[LISTED ENTRIES Boundary: Start]

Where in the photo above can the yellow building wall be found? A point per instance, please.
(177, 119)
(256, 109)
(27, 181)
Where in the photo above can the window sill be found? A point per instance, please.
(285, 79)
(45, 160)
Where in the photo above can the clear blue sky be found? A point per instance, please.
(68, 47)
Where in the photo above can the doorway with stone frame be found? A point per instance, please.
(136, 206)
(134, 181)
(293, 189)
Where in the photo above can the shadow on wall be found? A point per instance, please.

[LISTED ENTRIES Boundary: End]

TASK:
Return every record, leaving each line exactly as it was given.

PROBLEM SOLUTION:
Where in the photo above can the yellow building wall be found? A point per instance, please.
(177, 119)
(256, 109)
(27, 181)
Where in the photo above can the window sill be found? A point per instance, please.
(285, 79)
(45, 160)
Where in the photo above can the clear blue sky be found? A point per instance, please.
(68, 47)
Where in the photo above can the doorway with stone frame be found? A point per instance, please.
(136, 206)
(134, 181)
(293, 189)
Where in the photo above can the shadow on wall be found? A point per instance, please.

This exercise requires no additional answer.